PROBLEM DETAILS: Could you copy every line in the listing below that has the word "screw"?

○ ○ ○

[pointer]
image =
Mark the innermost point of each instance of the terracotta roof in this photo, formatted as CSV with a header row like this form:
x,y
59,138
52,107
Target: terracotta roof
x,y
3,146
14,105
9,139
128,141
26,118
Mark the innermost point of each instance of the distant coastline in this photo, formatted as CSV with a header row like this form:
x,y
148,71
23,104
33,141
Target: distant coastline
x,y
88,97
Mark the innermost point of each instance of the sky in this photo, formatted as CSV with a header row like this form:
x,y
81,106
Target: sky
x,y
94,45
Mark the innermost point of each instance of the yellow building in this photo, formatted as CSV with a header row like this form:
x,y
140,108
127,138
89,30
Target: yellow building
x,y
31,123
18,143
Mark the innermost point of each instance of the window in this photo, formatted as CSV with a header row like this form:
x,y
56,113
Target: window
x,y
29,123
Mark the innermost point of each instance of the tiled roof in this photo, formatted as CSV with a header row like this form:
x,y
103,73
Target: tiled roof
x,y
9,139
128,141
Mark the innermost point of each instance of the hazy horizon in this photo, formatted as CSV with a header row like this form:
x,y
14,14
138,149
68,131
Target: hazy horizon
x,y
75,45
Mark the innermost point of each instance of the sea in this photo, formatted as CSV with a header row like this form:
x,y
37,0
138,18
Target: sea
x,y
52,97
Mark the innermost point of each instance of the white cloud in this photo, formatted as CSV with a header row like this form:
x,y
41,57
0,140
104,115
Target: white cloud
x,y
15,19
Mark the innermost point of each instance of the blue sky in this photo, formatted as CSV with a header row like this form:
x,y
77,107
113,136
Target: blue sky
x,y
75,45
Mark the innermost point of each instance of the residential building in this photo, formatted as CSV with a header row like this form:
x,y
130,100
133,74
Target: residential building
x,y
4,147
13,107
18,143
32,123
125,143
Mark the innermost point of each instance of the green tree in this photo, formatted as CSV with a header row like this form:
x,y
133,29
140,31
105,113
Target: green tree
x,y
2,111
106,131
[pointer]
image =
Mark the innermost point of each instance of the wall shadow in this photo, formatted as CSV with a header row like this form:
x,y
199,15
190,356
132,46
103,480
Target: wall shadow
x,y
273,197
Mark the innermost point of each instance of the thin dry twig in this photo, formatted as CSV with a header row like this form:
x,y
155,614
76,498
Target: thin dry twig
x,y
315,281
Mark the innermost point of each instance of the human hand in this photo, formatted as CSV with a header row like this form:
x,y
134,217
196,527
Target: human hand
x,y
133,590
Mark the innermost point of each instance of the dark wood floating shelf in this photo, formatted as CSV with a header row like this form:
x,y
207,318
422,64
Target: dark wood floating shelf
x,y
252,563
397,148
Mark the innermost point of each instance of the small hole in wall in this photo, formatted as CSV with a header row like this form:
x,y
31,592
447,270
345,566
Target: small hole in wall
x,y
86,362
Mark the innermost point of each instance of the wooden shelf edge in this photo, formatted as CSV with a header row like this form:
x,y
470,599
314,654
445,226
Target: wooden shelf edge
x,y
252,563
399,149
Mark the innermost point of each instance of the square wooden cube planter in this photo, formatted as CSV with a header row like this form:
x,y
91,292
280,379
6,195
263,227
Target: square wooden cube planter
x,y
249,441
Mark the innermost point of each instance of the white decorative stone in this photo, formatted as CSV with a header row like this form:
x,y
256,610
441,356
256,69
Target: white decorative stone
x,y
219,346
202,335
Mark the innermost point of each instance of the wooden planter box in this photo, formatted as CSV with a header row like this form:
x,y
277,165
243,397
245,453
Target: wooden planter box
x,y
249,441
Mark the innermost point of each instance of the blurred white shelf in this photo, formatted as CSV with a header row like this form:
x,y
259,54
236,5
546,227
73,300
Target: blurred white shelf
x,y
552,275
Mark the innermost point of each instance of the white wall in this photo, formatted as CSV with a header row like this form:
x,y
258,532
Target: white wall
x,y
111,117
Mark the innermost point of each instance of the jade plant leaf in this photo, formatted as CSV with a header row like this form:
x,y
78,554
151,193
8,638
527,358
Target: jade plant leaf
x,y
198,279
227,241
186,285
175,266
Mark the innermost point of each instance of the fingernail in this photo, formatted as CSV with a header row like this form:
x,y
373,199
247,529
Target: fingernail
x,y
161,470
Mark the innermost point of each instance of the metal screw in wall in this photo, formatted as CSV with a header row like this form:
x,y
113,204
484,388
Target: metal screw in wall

○ ○ ○

PROBLEM SOLUTION:
Mark the innermost point of each instance of the metal screw in wall in this photo, formatted as CSV with a header row like this form:
Target: metal screw in wall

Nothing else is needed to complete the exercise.